CHALLENGES —
[a] In the guidance on business value, which assets does business value include?
[b] Quote the guidance on business value from the words containing "A Tip for Verifying" through the words ending "1065 (business partnerships)".

GIVEN PASSAGE —

The application should show the current market value of the business
(the amount for which the business could be sold) as of the date the
application was signed. Business value would include the value of
land, buildings, machinery, and equipment. If the applicant owns a
partial share, only the value of his or her share should be reported.

The value of land and buildings can be verified with a statement
from a real estate office, accountant, or lawyer. The total value of
the business can be verified with a statement from an accountant or
lawyer, or by a copy of a promissory note for a loan for which the
business was used as collateral. Purchase agreements and inventory
assessments may also be helpful in this verification.

The CURRENT value of land and buildings can be derived from an
outdated value by using the Commercial Property Multipliers, as
described on the previous page. Again, because the multiplier gives
an estimated value, it should be used as a guide for evaluating the
reasonableness of the reported value.

A Tip for Verifying Business Value
The following documents may be useful:

- IRS Schedule C (business profit/loss)
- IRS Form 4562 (depreciation)
- IRS Form 4797 (capital gains/losses)
- IRS Form 1065 (business partnerships)


Business Debt

The amount reported should include the unpaid mortgage and related
debts, as well as any loan for which the business assets were used as
collateral. If the applicant or parent owns only a portion of the
business, only his or her share of the debt can be reported. To verify
business debt, you can use a copy of the mortgage; a statement from
the mortgage company, from an accountant, or from a lawyer; or
copies of notes for loans against the business. (If an applicant claims
a large business debt but reports little or no interest payments, you
may want to investigate further.)

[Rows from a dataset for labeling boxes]
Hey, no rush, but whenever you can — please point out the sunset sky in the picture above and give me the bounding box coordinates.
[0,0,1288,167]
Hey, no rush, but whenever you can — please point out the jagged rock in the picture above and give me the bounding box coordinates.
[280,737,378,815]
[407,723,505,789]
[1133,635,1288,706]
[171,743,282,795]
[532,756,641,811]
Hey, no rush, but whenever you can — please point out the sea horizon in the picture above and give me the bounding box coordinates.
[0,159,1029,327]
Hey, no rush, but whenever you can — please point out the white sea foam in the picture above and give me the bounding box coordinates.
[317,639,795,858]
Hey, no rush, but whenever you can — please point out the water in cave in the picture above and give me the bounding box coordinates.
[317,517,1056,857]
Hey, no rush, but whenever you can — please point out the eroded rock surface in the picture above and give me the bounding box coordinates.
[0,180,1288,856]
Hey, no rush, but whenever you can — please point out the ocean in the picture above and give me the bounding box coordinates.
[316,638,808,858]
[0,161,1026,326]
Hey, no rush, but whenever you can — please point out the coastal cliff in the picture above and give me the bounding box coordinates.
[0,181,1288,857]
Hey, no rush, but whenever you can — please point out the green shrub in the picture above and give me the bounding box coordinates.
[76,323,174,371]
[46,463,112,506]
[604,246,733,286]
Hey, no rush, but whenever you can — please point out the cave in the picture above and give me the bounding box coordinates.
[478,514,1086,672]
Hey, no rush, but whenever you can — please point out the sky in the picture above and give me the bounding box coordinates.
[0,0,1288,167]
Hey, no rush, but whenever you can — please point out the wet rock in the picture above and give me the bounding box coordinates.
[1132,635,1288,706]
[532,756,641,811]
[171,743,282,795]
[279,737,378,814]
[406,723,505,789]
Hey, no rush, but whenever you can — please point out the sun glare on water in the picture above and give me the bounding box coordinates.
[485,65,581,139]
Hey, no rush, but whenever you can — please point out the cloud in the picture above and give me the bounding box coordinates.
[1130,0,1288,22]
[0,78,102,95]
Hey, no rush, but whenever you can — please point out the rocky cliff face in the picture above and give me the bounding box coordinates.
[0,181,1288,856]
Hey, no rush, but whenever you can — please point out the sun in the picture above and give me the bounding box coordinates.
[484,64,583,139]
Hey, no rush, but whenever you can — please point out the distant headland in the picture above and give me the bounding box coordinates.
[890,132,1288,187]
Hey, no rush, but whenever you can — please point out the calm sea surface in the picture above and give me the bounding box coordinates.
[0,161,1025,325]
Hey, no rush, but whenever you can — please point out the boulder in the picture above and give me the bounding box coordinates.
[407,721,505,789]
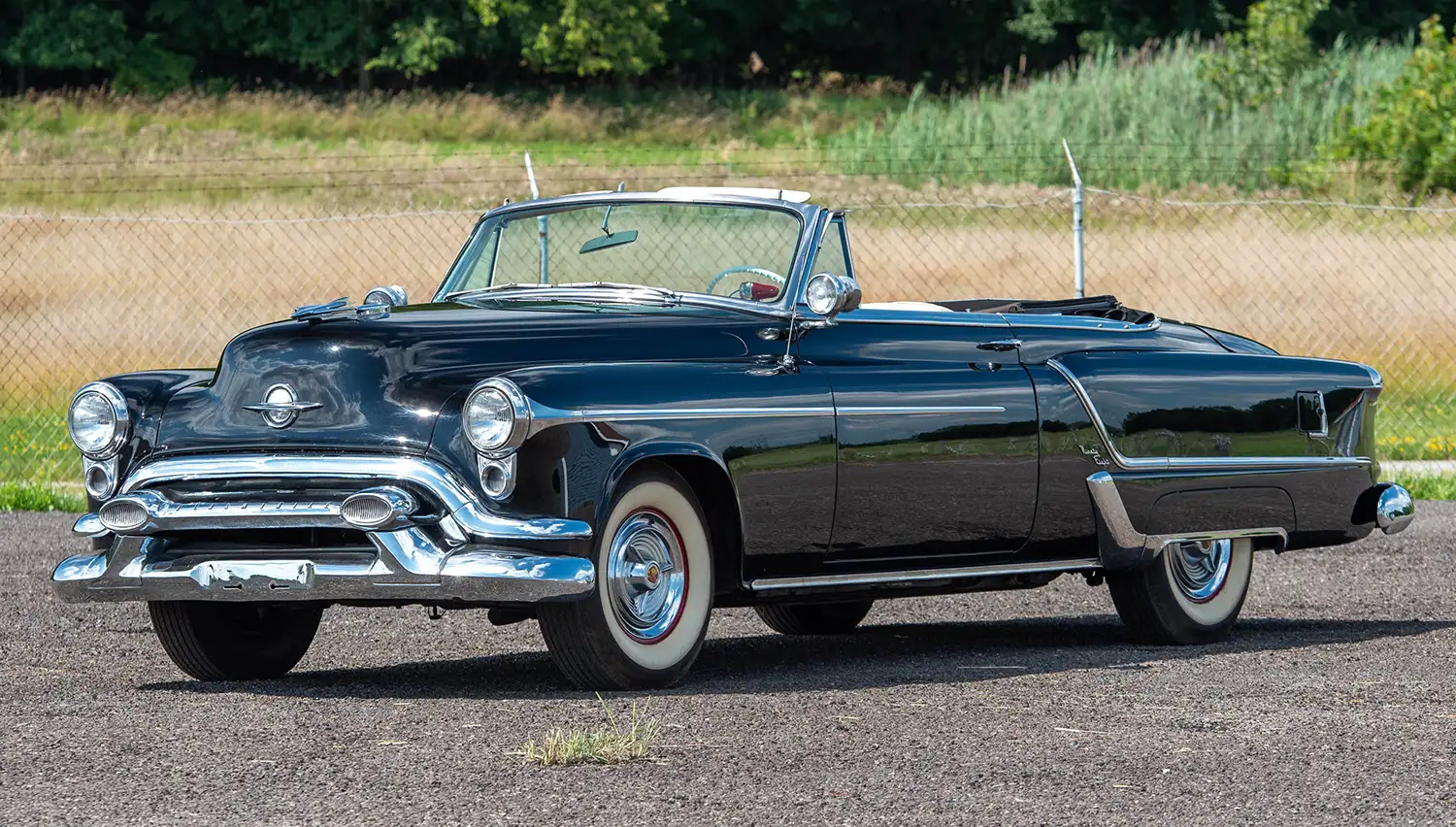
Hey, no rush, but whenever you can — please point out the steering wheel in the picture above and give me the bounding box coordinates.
[708,265,788,293]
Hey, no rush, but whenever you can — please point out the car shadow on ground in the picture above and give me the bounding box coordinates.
[140,616,1456,699]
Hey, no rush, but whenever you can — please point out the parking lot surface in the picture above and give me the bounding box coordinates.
[0,503,1456,827]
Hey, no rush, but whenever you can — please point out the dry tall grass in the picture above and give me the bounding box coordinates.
[0,192,1456,411]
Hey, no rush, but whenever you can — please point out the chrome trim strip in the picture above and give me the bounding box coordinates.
[121,454,591,541]
[97,489,354,538]
[51,545,596,603]
[66,381,131,460]
[748,559,1103,591]
[1088,471,1289,568]
[434,191,827,319]
[1047,360,1371,471]
[72,514,111,538]
[835,405,1007,416]
[529,399,835,436]
[1374,482,1415,535]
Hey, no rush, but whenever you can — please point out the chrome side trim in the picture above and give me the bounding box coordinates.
[99,491,352,538]
[1002,314,1164,334]
[748,559,1103,591]
[836,308,1010,331]
[835,405,1007,416]
[121,454,591,542]
[1088,471,1289,570]
[1047,360,1371,471]
[530,399,835,436]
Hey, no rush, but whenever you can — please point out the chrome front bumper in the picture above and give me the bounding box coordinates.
[51,456,596,605]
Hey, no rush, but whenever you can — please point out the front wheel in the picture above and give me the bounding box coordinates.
[538,465,713,690]
[1107,539,1254,645]
[148,600,323,680]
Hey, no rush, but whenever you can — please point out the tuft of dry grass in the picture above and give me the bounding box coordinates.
[512,695,663,766]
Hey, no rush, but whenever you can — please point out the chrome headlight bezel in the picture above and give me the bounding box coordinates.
[460,378,532,459]
[66,381,131,460]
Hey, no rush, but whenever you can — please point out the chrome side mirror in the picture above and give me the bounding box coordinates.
[364,284,410,308]
[804,273,864,325]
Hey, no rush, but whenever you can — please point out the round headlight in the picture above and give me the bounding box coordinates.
[804,273,842,316]
[66,381,130,459]
[462,379,532,456]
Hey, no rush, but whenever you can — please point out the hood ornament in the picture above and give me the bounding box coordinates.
[244,383,323,428]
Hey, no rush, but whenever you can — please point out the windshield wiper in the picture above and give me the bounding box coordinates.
[446,281,683,308]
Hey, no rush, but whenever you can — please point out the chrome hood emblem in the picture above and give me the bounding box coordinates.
[244,383,323,428]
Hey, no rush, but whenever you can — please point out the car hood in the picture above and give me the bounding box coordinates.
[157,305,762,454]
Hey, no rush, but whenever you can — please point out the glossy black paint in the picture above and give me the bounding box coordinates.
[93,236,1379,603]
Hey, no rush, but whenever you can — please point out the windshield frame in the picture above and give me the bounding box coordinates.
[434,192,827,317]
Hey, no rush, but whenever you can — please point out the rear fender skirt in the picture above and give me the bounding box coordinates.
[1047,354,1377,474]
[1088,471,1293,570]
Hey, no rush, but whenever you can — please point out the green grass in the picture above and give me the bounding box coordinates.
[0,40,1411,206]
[0,482,86,514]
[514,695,663,766]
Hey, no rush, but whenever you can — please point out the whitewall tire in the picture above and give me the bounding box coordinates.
[1107,539,1254,644]
[538,463,713,690]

SOLVED TASKS —
[a] Land, buildings, machinery, and equipment.

[b]
A Tip for Verifying Business Value
The following documents may be useful:

- IRS Schedule C (business profit/loss)
- IRS Form 4562 (depreciation)
- IRS Form 4797 (capital gains/losses)
- IRS Form 1065 (business partnerships)